* Required task *
Write each line word for word, from the line that contains "If you would be willing to indicate the chair footrest" through the last line of the material below.
━━ Material shown
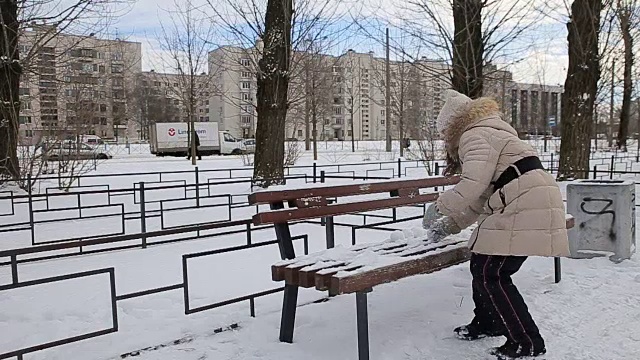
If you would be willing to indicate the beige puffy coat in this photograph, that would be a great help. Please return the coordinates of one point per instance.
(531, 221)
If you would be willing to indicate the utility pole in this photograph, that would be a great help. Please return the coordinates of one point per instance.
(638, 131)
(613, 71)
(307, 127)
(388, 96)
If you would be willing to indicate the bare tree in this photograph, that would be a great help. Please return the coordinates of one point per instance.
(187, 39)
(581, 87)
(627, 13)
(467, 35)
(282, 28)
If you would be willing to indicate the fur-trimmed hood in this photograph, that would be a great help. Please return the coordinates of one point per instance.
(483, 111)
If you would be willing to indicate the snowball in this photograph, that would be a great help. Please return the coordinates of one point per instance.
(397, 236)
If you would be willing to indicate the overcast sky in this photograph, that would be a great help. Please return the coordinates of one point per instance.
(542, 54)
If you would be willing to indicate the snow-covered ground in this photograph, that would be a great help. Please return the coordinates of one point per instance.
(594, 313)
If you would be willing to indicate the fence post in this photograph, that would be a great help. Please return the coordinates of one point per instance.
(613, 159)
(329, 230)
(436, 170)
(197, 187)
(14, 269)
(143, 217)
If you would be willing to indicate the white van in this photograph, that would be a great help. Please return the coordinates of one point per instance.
(173, 139)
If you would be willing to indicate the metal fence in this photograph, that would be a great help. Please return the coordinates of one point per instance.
(143, 211)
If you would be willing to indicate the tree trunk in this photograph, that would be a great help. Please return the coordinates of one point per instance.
(10, 71)
(353, 138)
(307, 125)
(273, 87)
(580, 89)
(314, 121)
(468, 47)
(625, 113)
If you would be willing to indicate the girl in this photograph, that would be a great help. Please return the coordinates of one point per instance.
(519, 210)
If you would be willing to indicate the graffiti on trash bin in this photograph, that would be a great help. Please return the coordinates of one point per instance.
(606, 208)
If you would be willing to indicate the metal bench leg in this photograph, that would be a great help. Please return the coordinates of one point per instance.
(363, 324)
(287, 322)
(557, 269)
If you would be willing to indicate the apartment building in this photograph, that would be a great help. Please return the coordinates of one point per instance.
(347, 95)
(535, 108)
(165, 97)
(76, 85)
(233, 74)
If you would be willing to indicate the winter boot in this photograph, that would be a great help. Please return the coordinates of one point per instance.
(473, 331)
(511, 350)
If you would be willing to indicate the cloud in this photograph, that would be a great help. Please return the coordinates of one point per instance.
(538, 55)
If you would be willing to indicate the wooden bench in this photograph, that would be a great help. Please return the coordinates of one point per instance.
(355, 269)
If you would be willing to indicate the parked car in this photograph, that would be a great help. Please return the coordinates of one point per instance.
(72, 151)
(249, 146)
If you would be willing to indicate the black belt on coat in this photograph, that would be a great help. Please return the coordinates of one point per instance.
(518, 168)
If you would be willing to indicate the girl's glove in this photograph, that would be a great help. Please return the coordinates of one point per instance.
(441, 228)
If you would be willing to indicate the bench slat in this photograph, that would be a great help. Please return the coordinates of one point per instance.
(281, 216)
(267, 197)
(386, 274)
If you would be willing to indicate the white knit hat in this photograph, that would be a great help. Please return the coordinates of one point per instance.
(455, 104)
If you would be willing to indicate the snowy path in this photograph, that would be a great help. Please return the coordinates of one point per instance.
(592, 314)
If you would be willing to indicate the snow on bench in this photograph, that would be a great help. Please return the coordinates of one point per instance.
(344, 270)
(355, 269)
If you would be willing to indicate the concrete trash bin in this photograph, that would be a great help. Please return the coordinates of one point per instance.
(605, 218)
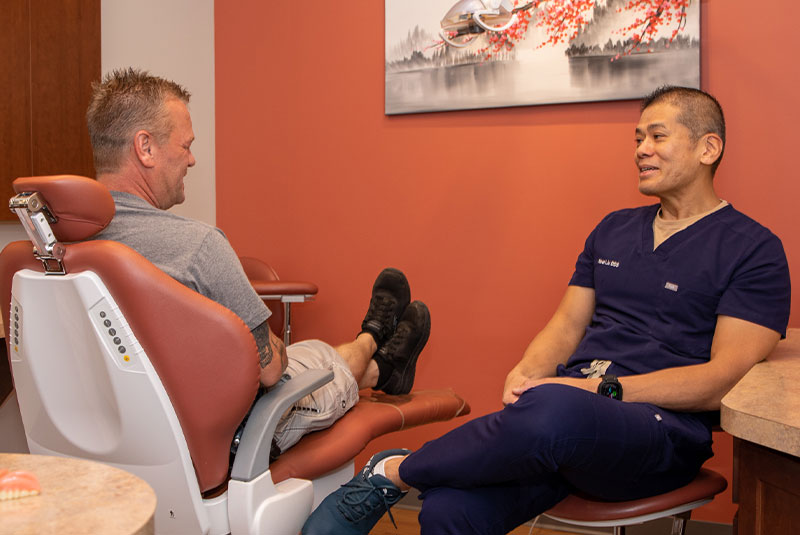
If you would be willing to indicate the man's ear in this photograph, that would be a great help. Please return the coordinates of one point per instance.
(711, 146)
(144, 147)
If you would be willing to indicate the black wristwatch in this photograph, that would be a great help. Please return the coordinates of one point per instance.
(610, 387)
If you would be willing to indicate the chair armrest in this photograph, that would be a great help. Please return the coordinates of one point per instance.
(280, 290)
(252, 456)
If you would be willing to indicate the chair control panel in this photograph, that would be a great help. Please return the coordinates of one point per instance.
(14, 320)
(117, 336)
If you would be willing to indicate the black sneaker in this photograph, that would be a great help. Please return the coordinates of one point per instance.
(357, 506)
(390, 297)
(401, 351)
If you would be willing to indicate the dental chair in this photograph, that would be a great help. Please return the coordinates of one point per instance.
(112, 360)
(277, 294)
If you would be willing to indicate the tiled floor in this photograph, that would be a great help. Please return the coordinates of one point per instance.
(407, 525)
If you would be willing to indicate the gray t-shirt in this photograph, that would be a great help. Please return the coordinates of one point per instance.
(192, 252)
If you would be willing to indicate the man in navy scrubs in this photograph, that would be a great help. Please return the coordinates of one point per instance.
(668, 307)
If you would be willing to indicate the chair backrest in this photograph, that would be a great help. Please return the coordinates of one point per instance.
(114, 354)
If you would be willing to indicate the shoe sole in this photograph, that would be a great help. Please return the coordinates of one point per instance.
(408, 382)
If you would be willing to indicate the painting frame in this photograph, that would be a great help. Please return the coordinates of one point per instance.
(424, 73)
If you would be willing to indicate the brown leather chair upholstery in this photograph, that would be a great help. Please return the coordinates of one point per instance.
(204, 361)
(277, 294)
(678, 504)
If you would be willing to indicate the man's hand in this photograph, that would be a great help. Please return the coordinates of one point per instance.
(515, 392)
(554, 344)
(513, 383)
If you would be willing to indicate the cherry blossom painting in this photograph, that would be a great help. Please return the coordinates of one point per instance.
(466, 54)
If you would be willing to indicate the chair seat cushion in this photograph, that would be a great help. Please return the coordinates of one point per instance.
(374, 415)
(575, 507)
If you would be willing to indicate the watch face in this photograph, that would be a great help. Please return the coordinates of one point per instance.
(611, 390)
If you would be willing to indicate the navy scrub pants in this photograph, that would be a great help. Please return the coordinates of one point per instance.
(498, 471)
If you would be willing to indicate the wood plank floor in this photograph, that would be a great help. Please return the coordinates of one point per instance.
(407, 525)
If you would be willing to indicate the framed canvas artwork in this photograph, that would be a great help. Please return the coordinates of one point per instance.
(466, 54)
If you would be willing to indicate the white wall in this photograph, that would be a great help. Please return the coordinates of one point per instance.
(173, 39)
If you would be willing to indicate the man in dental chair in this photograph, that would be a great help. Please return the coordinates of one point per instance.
(141, 134)
(669, 306)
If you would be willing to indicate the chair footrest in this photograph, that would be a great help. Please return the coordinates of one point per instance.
(374, 415)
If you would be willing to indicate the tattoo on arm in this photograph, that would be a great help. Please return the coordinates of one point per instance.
(261, 334)
(268, 346)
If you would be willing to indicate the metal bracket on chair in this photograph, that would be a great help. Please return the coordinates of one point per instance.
(36, 218)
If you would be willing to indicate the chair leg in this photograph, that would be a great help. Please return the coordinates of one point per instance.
(679, 523)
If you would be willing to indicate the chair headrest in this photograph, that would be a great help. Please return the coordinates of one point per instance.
(82, 206)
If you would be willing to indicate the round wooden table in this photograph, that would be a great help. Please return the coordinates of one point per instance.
(78, 497)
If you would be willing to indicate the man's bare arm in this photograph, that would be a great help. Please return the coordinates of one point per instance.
(555, 342)
(270, 347)
(737, 346)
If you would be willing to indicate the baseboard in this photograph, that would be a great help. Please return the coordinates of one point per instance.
(661, 526)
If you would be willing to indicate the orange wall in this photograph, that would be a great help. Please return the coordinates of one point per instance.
(485, 211)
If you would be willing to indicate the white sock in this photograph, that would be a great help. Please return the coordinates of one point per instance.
(379, 468)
━━━━
* Solved problem *
If you would be willing to indicate the chair footrest in this photograph, that would be a great help. Please return the coordinates of one point per instance.
(374, 415)
If you would be willing to indicate the tattoo on arm in this photograph, that would be a great help. Please return the coordinates of one point per instance.
(261, 334)
(268, 346)
If you would be willing to indicate the metal bracket on chair in this photograph, that would be a great help. Please return the coordinates of one point per instance.
(36, 218)
If you would be willing to indicate the chair leg in this photograph, that would be a great help. Please return the coordinates of one point per instance.
(679, 523)
If you would be willing to indicate the chair headrest in this photograph, that would be a great help. Please return the coordinates of one point per instance.
(82, 206)
If you would be willing to indicate the round wooden table in this photograph, that would be a great help. Please return the coordinates of one point per instance.
(78, 497)
If you would be willing to indicate the man's bare arm in this photograph, that would be a great help. Please return the coordinates of one point per instance.
(555, 342)
(270, 347)
(737, 346)
If you would be willing to indicate the baseboard in this photograph, that would be a great help. Please return the coordinates of one point per instance.
(661, 526)
If you would be willing to indicate the orange wall in this photograph, that would be a great help. Please return the coordinates of one point per instance.
(485, 211)
If you would be willing to indicate the white sock in this photograph, that would be a great help. Please return the coordinates of one point per instance.
(379, 468)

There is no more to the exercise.